### STUDY TEXT
= Beginning of Section =

Company & Directors' Information:- I-QUEEN PRIVATE LIMITED [Active] CIN = U74999KL2017PTC048635

    CA No. 371 of 2018

    Decided On, 13 June 2019

    At, Court of Appeal of New Zealand

    By, THE HONOURABLE MR. JUSTICE FRENCH
    By, THE HONOURABLE MR. JUSTICE MILLER & THE HONOURABLE MR. JUSTICE LANG

    For the Appellants: P.H.B. Hall, QC. For the Respondent: R.K. Thomson, Advocate.



Judgment Text

REASONS OF THE COURT

(Given by Lang J)

[1] Ms Xie was found guilty by a jury on a charge of wounding her husband with intent to cause grievous bodily harm.[1] On 2 May 2018, Judge Garland sentenced her to four years’ imprisonment.[2]

[2] Ms Xie appeals against sentence on the basis that the Judge adopted a starting point that was too high and failed to give Ms Xie sufficient credit for mitigating factors personal to her. She contends this resulted in an end sentence that was manifestly excessive.

[3] Ms Xie originally appealed against her conviction and sentence, but the conviction appeal was subsequently abandoned. The appeal was also filed 21 working days out of time. There was no opposition by the Crown to the application for an extension of time and accordingly the application is granted.

Background

[4] Ms Xie grew up in China. She met her future husband in Shanghai in late 2010. He was then living in New Zealand but travelled to China several times each year. Ms Xie came to New Zealand in February 2013 and married her husband in August that year.

[5] During the latter part of 2016 difficulties arose in the marriage after Ms Xie’s husband admitted he was in a relationship with another woman. He promised not to see that person again.

[6] On the afternoon of 20 January 2017 Ms Xie and her husband were in a caf in Fairlie. Whilst in the caf Ms Xie observed her husband viewing photographs of the woman on his cellphone. Ms Xie immediately became angry and seized the cellphone. She threw it away and then left the caf. She went to the vehicle in which they had arrived at the caf and broke one of the side mirrors of the vehicle.

[7] Ms Xie’s husband immediately left the caf and tried to placate her. Members of the public in the vicinity of the incident were sufficiently concerned at what they saw occurring to call the police. The police arrived and found Ms Xie and her husband sitting in their vehicle. They reassured the police that the situation was under control and the police left the scene.

[8] Ms Xie and her husband then drove back to their home in Christchurch, arriving there at about 7 pm. During the journey they did not discuss what had occurred at the caf because other persons were in the vehicle. At some stage after they arrived home, however, Ms Xie got a knife from the kitchen and hid it under a cushion on a sofa in the lounge of their address. She and her husband then went into the lounge and began discussing the issue that had arisen earlier that day. During this discussion Ms Xie produced the knife from under the cushion. An altercation then occurred in which Ms Xie inflicted several knife wounds on her husband. These included a three-centimetre laceration to his upper back, a 1.5 centimetre laceration to his right elbow and a 0.5 centimetre wound to his lower right thigh.

= End of Section =

[Data drawn from a collection]
= Beginning of Section =

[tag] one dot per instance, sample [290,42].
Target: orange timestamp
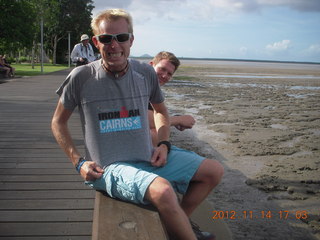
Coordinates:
[263,214]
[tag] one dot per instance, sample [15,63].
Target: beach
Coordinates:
[261,120]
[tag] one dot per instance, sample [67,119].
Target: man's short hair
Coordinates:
[84,37]
[111,15]
[167,56]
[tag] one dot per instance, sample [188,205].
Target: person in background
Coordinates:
[112,96]
[9,71]
[165,64]
[82,53]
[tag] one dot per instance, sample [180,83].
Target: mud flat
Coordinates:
[262,121]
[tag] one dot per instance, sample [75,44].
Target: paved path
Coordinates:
[41,195]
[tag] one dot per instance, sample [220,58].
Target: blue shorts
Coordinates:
[129,181]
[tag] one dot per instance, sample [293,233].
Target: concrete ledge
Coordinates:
[118,220]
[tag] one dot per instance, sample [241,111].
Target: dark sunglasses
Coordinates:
[107,38]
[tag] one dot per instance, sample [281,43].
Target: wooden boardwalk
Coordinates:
[41,194]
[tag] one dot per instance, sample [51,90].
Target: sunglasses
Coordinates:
[107,38]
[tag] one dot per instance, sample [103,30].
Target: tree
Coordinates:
[67,15]
[16,25]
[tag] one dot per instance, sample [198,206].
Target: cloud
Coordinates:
[299,5]
[315,49]
[279,46]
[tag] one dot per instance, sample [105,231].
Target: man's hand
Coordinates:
[183,122]
[159,157]
[91,171]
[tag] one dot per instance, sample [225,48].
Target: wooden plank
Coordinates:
[118,220]
[42,185]
[46,216]
[41,178]
[46,229]
[37,165]
[48,194]
[31,204]
[46,238]
[37,171]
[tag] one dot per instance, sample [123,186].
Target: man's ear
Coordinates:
[95,41]
[131,40]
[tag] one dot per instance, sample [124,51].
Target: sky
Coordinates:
[279,30]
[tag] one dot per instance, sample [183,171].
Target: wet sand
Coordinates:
[262,121]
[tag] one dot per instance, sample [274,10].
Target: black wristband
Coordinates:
[167,143]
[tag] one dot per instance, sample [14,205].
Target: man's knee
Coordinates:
[210,171]
[160,192]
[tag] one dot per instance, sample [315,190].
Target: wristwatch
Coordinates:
[80,163]
[167,143]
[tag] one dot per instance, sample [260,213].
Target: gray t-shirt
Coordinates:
[113,112]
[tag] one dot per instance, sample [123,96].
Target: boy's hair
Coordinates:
[111,15]
[168,56]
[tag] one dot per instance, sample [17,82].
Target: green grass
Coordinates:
[26,69]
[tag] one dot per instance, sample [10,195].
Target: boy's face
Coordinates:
[165,70]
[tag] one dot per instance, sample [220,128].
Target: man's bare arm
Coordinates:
[59,125]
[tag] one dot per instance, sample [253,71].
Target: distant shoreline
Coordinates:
[231,59]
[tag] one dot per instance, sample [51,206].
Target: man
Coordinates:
[112,96]
[82,53]
[165,64]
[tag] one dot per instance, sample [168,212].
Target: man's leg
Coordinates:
[163,197]
[205,179]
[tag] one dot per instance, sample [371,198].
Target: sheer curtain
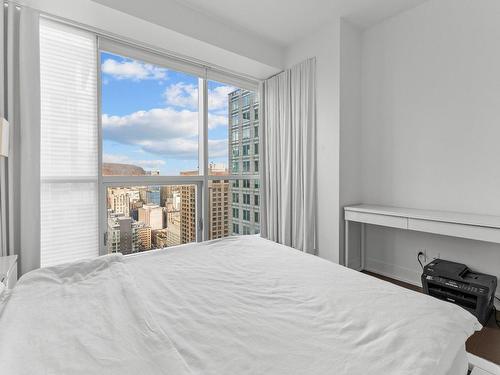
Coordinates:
[288,175]
[20,105]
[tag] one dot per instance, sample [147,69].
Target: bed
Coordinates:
[241,305]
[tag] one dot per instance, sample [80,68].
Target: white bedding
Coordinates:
[235,306]
[82,318]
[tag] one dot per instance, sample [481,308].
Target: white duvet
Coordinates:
[235,306]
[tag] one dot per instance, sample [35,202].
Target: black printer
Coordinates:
[456,283]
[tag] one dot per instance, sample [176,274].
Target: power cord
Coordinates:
[418,258]
[496,313]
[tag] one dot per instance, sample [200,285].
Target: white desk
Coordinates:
[475,227]
[8,271]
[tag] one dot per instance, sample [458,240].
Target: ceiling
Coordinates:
[285,21]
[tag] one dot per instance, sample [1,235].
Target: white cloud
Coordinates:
[134,70]
[123,159]
[163,131]
[182,94]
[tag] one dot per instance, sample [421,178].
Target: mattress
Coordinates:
[242,305]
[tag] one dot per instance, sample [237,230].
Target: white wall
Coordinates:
[324,44]
[257,62]
[350,134]
[431,127]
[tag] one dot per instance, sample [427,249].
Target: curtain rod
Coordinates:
[145,46]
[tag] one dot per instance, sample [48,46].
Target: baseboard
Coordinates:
[483,364]
[355,263]
[403,274]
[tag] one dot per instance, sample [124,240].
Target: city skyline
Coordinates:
[150,116]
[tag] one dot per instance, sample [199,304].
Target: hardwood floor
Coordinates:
[484,344]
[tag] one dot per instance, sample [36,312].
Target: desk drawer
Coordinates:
[377,219]
[472,232]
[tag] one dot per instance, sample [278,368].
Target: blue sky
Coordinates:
[150,116]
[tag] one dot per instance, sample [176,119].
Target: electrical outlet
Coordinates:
[423,255]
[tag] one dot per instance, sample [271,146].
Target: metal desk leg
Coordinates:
[346,243]
[363,246]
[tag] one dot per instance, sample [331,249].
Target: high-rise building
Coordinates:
[144,236]
[218,200]
[166,237]
[244,160]
[122,235]
[188,210]
[150,194]
[218,203]
[119,201]
[152,215]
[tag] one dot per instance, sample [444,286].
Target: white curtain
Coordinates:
[19,173]
[288,172]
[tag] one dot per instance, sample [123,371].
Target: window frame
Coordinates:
[201,181]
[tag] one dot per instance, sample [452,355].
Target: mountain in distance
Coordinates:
[118,169]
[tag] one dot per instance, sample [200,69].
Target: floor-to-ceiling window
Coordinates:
[175,151]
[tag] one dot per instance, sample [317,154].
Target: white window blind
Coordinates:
[69,144]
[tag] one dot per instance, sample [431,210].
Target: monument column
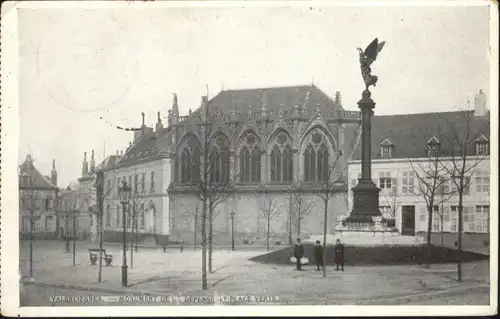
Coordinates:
[365,193]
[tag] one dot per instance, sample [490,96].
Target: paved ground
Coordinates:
[174,273]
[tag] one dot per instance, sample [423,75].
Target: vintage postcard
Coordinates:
[182,158]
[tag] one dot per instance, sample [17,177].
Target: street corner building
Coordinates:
[281,139]
[416,157]
[37,201]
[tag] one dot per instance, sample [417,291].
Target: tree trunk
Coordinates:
[204,284]
[268,231]
[325,229]
[298,227]
[195,227]
[290,222]
[460,230]
[101,239]
[429,233]
[132,244]
[74,236]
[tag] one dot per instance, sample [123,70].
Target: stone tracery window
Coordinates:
[190,162]
[219,161]
[282,160]
[316,159]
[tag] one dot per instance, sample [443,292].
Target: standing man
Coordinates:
[318,254]
[339,255]
[298,253]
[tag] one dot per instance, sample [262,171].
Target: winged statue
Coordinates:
[366,58]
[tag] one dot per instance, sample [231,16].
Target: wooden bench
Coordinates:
[93,254]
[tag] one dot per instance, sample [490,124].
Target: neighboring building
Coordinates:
[406,146]
[267,138]
[37,197]
[145,166]
[82,199]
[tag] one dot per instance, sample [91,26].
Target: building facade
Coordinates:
[277,141]
[145,167]
[37,201]
[417,156]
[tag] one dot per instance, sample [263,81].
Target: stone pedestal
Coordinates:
[366,193]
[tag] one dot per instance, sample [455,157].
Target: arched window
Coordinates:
[287,164]
[185,166]
[276,159]
[117,215]
[310,164]
[316,158]
[108,216]
[219,161]
[255,166]
[244,165]
[141,210]
[322,164]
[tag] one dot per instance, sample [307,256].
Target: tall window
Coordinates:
[142,220]
[482,182]
[482,218]
[408,180]
[190,161]
[143,182]
[482,148]
[386,151]
[108,216]
[386,183]
[136,182]
[48,223]
[152,187]
[316,159]
[118,185]
[276,161]
[219,161]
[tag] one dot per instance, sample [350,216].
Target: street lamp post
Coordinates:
[124,191]
[232,230]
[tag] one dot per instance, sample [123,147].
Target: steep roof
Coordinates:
[306,96]
[148,147]
[409,133]
[39,181]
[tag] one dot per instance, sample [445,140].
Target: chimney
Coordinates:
[480,104]
[338,99]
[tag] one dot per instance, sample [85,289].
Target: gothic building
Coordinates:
[280,141]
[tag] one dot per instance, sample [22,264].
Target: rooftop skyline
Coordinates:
[115,64]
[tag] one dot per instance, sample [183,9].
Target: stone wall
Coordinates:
[249,222]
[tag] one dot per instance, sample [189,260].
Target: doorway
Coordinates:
[408,220]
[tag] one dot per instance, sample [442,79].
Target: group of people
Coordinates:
[338,259]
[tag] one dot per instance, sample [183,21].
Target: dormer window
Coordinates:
[482,146]
[433,146]
[386,149]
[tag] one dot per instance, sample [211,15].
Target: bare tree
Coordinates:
[194,214]
[304,206]
[135,210]
[71,209]
[101,194]
[211,177]
[430,183]
[327,187]
[462,163]
[267,206]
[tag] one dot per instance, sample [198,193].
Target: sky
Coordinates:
[82,72]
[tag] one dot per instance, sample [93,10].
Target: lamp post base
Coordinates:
[124,275]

= End of Section =

### REQUIRED ACTION A
In the judgment on Ms Xie's sentence appeal, why was her application for an extension of time granted? Answer in one or two sentences.
### REQUIRED ACTION B
Translate this sentence from the judgment on Ms Xie's sentence appeal into Spanish: "He promised not to see that person again."
### REQUIRED ACTION C
Extend the judgment on Ms Xie's sentence appeal, picking up after its final sentence.

### RESPONSE A
The Crown did not oppose the application for an extension of time. For that reason the application, needed because the appeal was filed 21 working days late, was granted.

### RESPONSE B
Él prometió no volver a ver a esa persona.

### RESPONSE C
[9] Ms Xie’s husband was able to remove the knife from Ms Xie’s grasp and throw it away. He then called an ambulance. He was taken to hospital where he required surgery to treat the wound to his right elbow.

[10] Ms Xie’s husband told an ambulance officer and a police officer who attended the scene that Ms Xie had caused the wounds. Ms Xie told the police that she had seen texts on her husband’s phone that had been sent to him by another female. She said she had grabbed the knife and attempted to harm herself. She said her husband had endeavoured to stop her from harming herself and that she had accidentally stabbed him with the knife during the resulting struggle.

[11] Ms Xie’s husband went to the police a few days after he was discharged from hospital. He made a formal statement to the police supporting the version of events Ms Xie had given on the evening of the incident.

[12] At trial, Ms Xie ran a defence based on the same version of events. Ms Xie’s husband also gave evidence for the Crown along the same lines. After he gave this evidence the trial Judge made a determination under s 94 of the Evidence Act 2006 that he was a hostile witness.[3] The prosecutor then cross-examined him regarding the statements he had made to the police and ambulance officer immediately after the incident. Ms Xie’s husband had made no mention at that time of the wounds being inflicted as he attempted to stop Ms Xie from harming herself with the knife.

[13] The guilty verdict demonstrates the jury’s rejection of Ms Xie’s claim that the wounds had been caused accidentally.

The sentence

[14] The Crown submitted a starting point of between five and six years’ imprisonment was appropriate.[4] It placed the offending towards the top end of Band One or the bottom end of Band Two identified by this Court in R v Taueki.[5] Starting points for offending within these bands will range between three to six years’ imprisonment and five to 10 years’ imprisonment respectively.

[15] The Judge considered the offending involved very serious violence inflicted by a lethal weapon in the form of a sharp knife with a pointed ten-centimetre-long blade.[6] This meant the likelihood of causing very serious injury to the victim was high. In addition, it involved a degree of premeditation because Ms Xie had concealed the knife under the sofa cushion before the attack occurred.[7] The offending had also caused significant injury to the victim, although his wounds had healed following surgical intervention.[8] The Judge ascribed this to good fortune rather than good management on Ms Xie’s part.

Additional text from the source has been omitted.